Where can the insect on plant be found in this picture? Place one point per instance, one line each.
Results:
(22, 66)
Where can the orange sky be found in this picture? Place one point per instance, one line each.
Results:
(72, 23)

------------------------------------------------------------------------

→ **WHAT THE EXERCISE ASKS**
Please restate every record shown above, word for word.

→ **ANSWER FOR THIS EXERCISE**
Where can the insect on plant be found in this picture? Place one point per instance, one line each.
Results:
(22, 66)
Where can the orange sky be found in this picture? Place one point per instance, one line each.
Results:
(72, 23)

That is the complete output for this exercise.